--- Start Given records ---
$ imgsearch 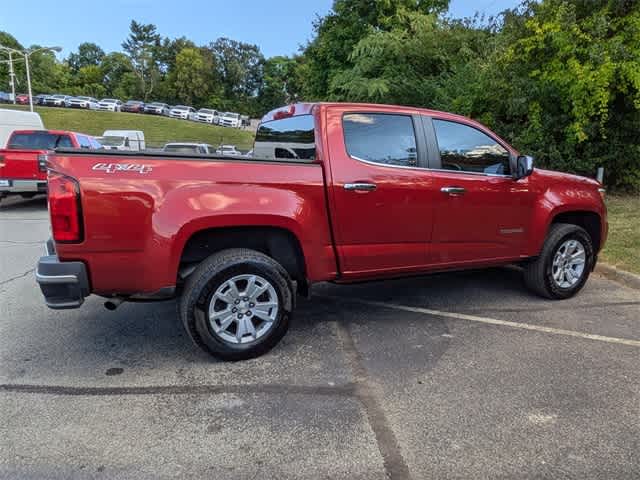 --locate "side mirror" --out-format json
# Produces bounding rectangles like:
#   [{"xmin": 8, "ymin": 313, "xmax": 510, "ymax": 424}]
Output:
[{"xmin": 512, "ymin": 155, "xmax": 533, "ymax": 180}]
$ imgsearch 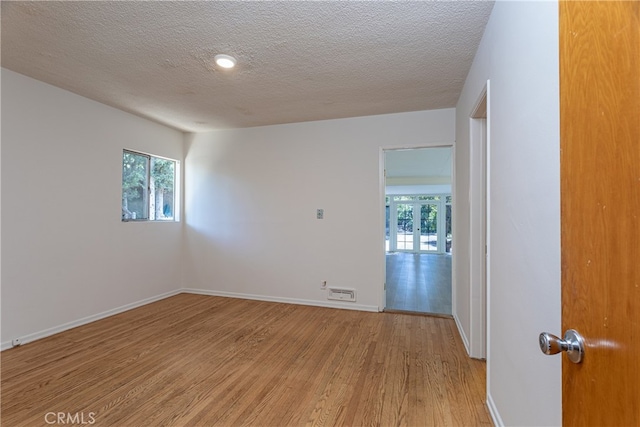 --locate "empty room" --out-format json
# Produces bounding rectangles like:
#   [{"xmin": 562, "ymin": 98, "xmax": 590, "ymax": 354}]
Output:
[{"xmin": 0, "ymin": 1, "xmax": 640, "ymax": 426}]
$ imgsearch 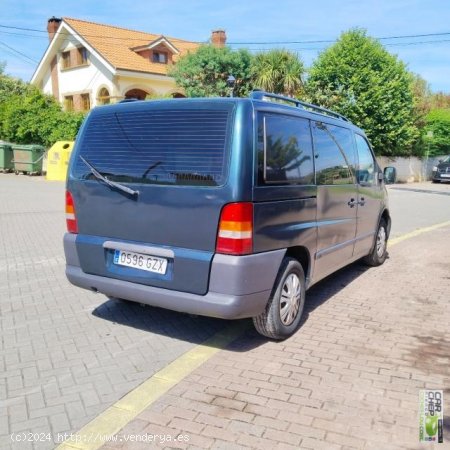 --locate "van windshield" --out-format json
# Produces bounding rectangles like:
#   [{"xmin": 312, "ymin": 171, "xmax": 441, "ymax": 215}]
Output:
[{"xmin": 73, "ymin": 102, "xmax": 231, "ymax": 186}]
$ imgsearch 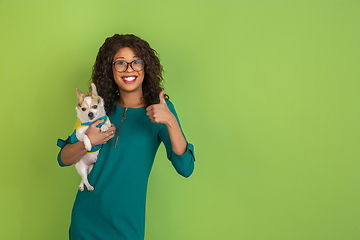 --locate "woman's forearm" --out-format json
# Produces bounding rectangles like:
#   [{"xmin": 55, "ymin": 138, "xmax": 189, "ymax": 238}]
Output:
[{"xmin": 60, "ymin": 141, "xmax": 87, "ymax": 165}]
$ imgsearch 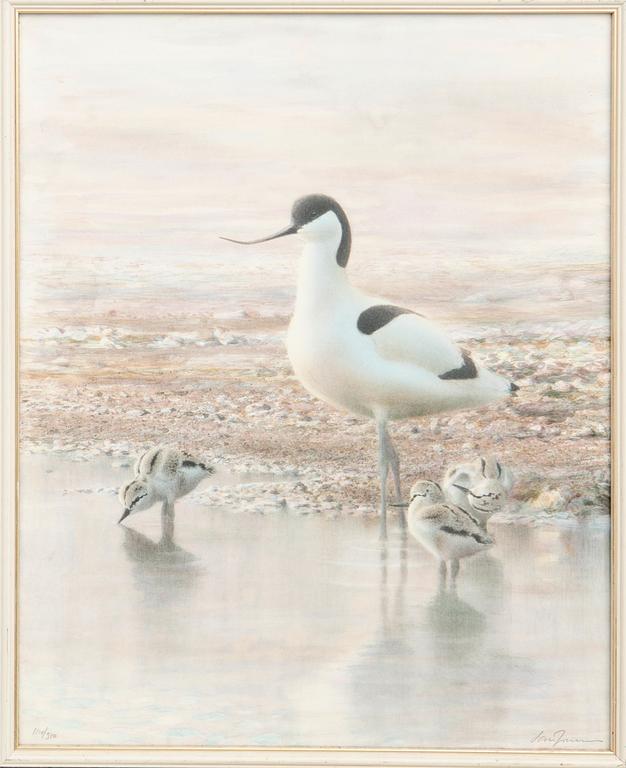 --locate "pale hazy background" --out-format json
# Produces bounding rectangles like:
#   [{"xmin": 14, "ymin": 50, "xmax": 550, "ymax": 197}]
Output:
[{"xmin": 21, "ymin": 14, "xmax": 610, "ymax": 324}]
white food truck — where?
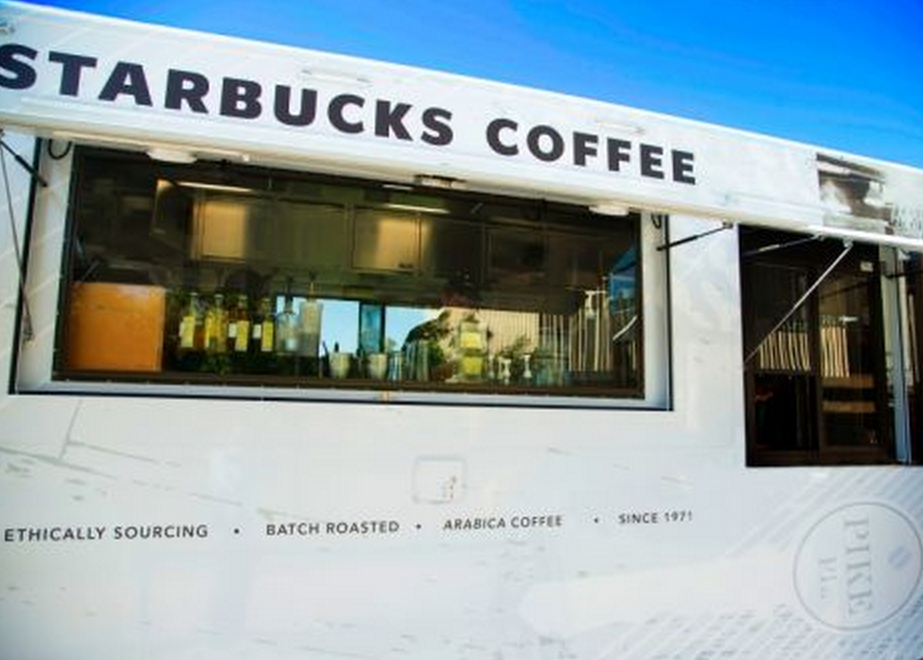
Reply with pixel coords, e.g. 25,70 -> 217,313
0,3 -> 923,660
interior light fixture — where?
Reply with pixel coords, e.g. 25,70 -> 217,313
176,181 -> 256,193
385,203 -> 448,215
589,202 -> 631,218
147,147 -> 196,165
413,174 -> 468,190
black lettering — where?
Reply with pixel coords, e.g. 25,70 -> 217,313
327,94 -> 365,134
526,124 -> 564,163
574,132 -> 599,165
99,62 -> 154,106
672,151 -> 695,185
48,51 -> 96,96
273,85 -> 317,126
487,119 -> 519,156
221,78 -> 263,119
640,144 -> 663,179
606,138 -> 631,172
0,44 -> 38,89
164,69 -> 209,114
375,101 -> 413,140
421,108 -> 454,147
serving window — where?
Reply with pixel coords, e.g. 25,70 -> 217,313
740,228 -> 896,465
53,148 -> 645,400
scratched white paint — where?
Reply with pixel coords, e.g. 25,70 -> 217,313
0,5 -> 923,660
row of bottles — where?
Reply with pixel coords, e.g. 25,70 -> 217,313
178,291 -> 277,353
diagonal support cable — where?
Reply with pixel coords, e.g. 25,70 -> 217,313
744,241 -> 852,364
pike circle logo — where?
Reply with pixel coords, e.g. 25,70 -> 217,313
794,503 -> 923,630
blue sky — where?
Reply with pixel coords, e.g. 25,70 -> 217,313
25,0 -> 923,168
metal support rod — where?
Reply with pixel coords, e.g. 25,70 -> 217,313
0,140 -> 35,341
744,241 -> 852,364
0,128 -> 48,188
657,222 -> 734,252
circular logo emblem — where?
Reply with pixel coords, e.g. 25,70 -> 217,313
795,503 -> 923,630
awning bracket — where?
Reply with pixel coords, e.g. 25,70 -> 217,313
657,222 -> 734,252
744,240 -> 852,364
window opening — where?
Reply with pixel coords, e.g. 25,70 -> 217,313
740,228 -> 894,465
47,148 -> 644,399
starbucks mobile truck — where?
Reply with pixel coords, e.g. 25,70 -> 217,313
0,2 -> 923,660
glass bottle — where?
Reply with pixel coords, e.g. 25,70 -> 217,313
179,291 -> 204,351
228,294 -> 250,353
205,293 -> 228,353
250,296 -> 276,353
276,296 -> 298,355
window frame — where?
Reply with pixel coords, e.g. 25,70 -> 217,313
740,228 -> 897,467
17,147 -> 669,409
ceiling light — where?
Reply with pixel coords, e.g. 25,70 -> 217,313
147,147 -> 196,165
589,202 -> 631,217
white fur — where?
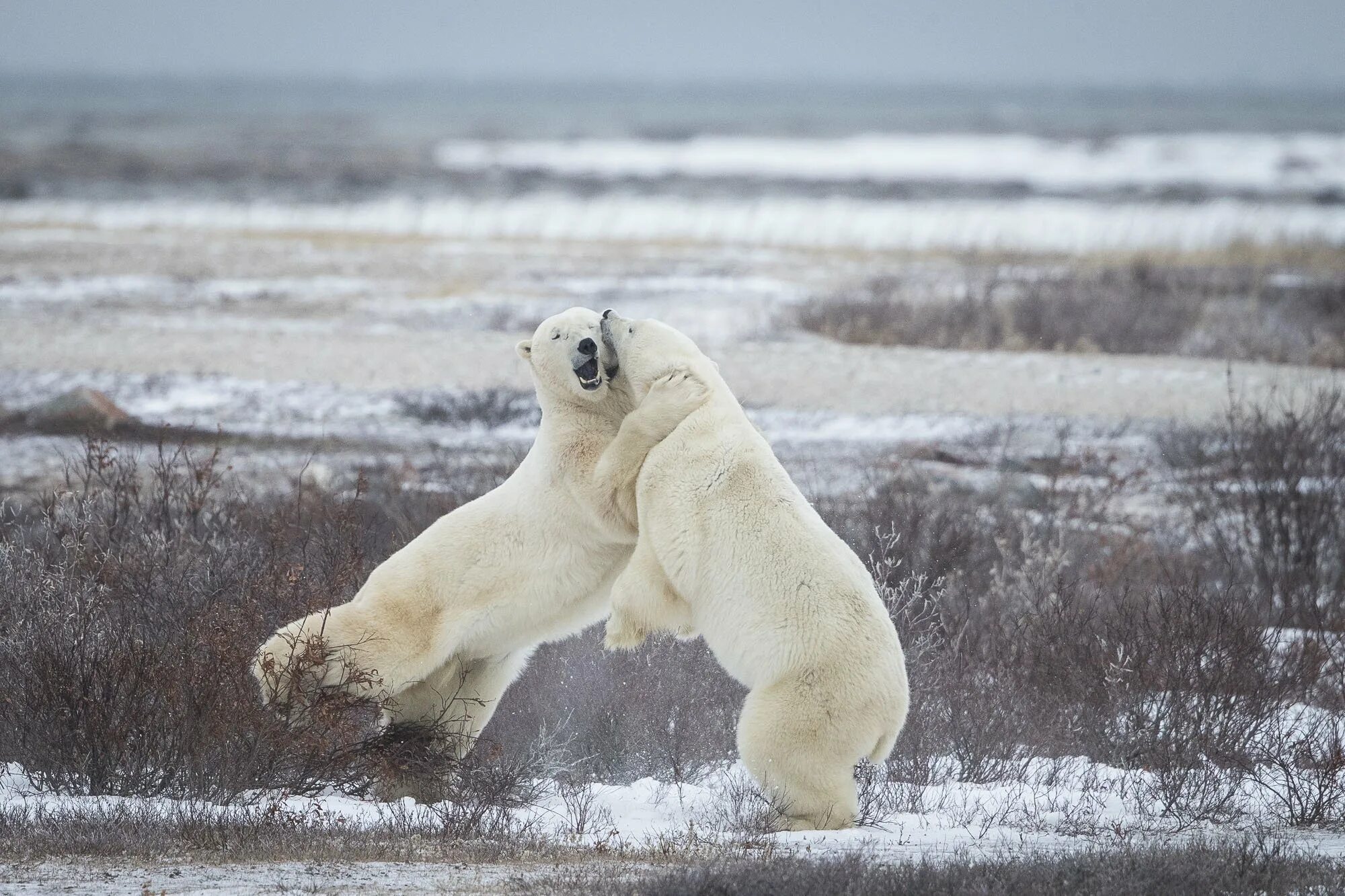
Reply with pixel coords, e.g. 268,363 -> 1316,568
604,315 -> 909,829
253,308 -> 690,752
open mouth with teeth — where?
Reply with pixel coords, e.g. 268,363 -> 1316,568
574,358 -> 603,391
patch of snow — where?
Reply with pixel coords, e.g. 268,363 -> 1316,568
10,194 -> 1345,253
434,133 -> 1345,194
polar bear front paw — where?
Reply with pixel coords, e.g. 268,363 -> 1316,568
603,612 -> 648,650
640,367 -> 710,441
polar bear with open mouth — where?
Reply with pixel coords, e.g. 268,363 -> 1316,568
253,308 -> 705,755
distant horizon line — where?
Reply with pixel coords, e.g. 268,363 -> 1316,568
0,66 -> 1345,97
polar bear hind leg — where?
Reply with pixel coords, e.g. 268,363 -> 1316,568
738,678 -> 859,830
603,540 -> 695,650
381,650 -> 533,759
253,602 -> 457,710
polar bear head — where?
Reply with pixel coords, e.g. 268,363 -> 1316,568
516,308 -> 617,403
601,308 -> 718,399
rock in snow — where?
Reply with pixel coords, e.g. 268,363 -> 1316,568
27,386 -> 134,433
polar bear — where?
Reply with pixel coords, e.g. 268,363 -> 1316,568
253,308 -> 705,755
603,311 -> 909,830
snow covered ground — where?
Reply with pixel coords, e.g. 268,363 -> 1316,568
434,133 -> 1345,195
0,191 -> 1345,253
0,759 -> 1345,893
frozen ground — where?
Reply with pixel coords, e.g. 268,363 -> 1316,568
0,759 -> 1345,893
7,192 -> 1345,253
434,133 -> 1345,195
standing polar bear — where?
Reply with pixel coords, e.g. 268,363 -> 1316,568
603,311 -> 909,830
253,308 -> 705,755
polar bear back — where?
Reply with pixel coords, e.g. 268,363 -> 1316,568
636,384 -> 905,688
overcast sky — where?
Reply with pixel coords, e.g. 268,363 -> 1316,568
0,0 -> 1345,87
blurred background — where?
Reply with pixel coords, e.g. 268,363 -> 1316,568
0,0 -> 1345,487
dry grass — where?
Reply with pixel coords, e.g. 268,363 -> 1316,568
799,261 -> 1345,367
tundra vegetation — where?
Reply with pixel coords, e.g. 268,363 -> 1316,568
0,391 -> 1345,893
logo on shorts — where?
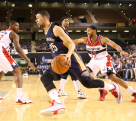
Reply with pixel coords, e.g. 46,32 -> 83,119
81,70 -> 89,76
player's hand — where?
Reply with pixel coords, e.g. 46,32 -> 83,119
28,62 -> 35,71
61,54 -> 71,66
120,51 -> 128,57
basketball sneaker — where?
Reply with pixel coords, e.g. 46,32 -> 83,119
110,83 -> 123,104
40,100 -> 66,116
99,89 -> 108,101
77,89 -> 88,99
58,89 -> 67,97
131,92 -> 136,102
16,96 -> 32,104
0,96 -> 3,100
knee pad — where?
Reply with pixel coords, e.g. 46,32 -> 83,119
41,71 -> 60,92
80,78 -> 104,88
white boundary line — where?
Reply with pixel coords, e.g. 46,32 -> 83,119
0,91 -> 11,102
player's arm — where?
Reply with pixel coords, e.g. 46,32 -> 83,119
73,37 -> 87,45
10,32 -> 35,70
53,26 -> 75,56
101,37 -> 128,56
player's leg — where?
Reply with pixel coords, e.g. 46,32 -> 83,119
0,50 -> 32,103
86,59 -> 108,101
101,56 -> 136,102
0,69 -> 4,100
0,71 -> 4,80
108,74 -> 136,102
69,53 -> 122,104
58,73 -> 68,97
40,68 -> 66,115
70,73 -> 88,99
12,67 -> 32,104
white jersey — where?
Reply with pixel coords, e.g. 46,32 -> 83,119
0,29 -> 19,73
86,35 -> 108,58
0,29 -> 13,50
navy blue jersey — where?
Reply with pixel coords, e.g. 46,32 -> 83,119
45,22 -> 68,57
45,23 -> 90,81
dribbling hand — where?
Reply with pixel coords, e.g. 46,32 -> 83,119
28,62 -> 35,71
61,54 -> 71,66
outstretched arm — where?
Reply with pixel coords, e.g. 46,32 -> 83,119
73,37 -> 87,45
101,37 -> 128,56
10,32 -> 35,70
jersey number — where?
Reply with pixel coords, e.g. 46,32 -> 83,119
50,43 -> 58,53
0,34 -> 4,40
91,52 -> 96,58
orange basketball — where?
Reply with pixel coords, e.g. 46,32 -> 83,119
51,55 -> 69,74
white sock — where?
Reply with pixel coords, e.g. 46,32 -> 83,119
104,82 -> 115,90
17,88 -> 23,97
59,79 -> 67,90
73,80 -> 81,91
49,90 -> 61,103
127,86 -> 136,93
98,88 -> 103,90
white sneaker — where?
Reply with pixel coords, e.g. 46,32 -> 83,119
77,90 -> 88,99
110,83 -> 123,104
40,100 -> 66,116
0,96 -> 3,100
58,89 -> 67,97
16,96 -> 32,104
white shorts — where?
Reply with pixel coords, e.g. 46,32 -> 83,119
--- End Given records ---
Work required:
Quote the material verbatim, starting at the line containing "polar bear hind leg — where?" and ending at the line containing "636,384 -> 905,688", with both of those lines included.

Output for this task:
polar bear hind leg — where?
Reply with pixel coords, e.g. 268,363 -> 1316,568
738,678 -> 859,830
603,540 -> 695,650
381,650 -> 533,759
253,602 -> 457,710
polar bear head — where?
Reply with pixel coords, e.g. 268,363 -> 1316,568
516,308 -> 617,403
601,308 -> 718,399
rock in snow — where?
Reply with pixel coords, e.g. 268,363 -> 1316,568
27,386 -> 134,433
polar bear — where?
Reply with pixel coords, e.g. 268,363 -> 1316,568
253,308 -> 705,755
603,311 -> 909,830
snow covered ground — where?
Reply with pixel coords, e.g. 268,363 -> 1316,568
434,133 -> 1345,195
0,191 -> 1345,253
0,759 -> 1345,893
frozen ground — where?
Reply with pixel coords, e.g. 268,363 -> 1316,568
0,759 -> 1345,893
7,192 -> 1345,253
434,133 -> 1345,195
standing polar bear — where?
Reply with pixel coords, e.g. 268,363 -> 1316,568
603,311 -> 909,830
253,308 -> 705,755
polar bear back — where?
Reply with pixel coords, e.g. 268,363 -> 1316,568
636,384 -> 905,688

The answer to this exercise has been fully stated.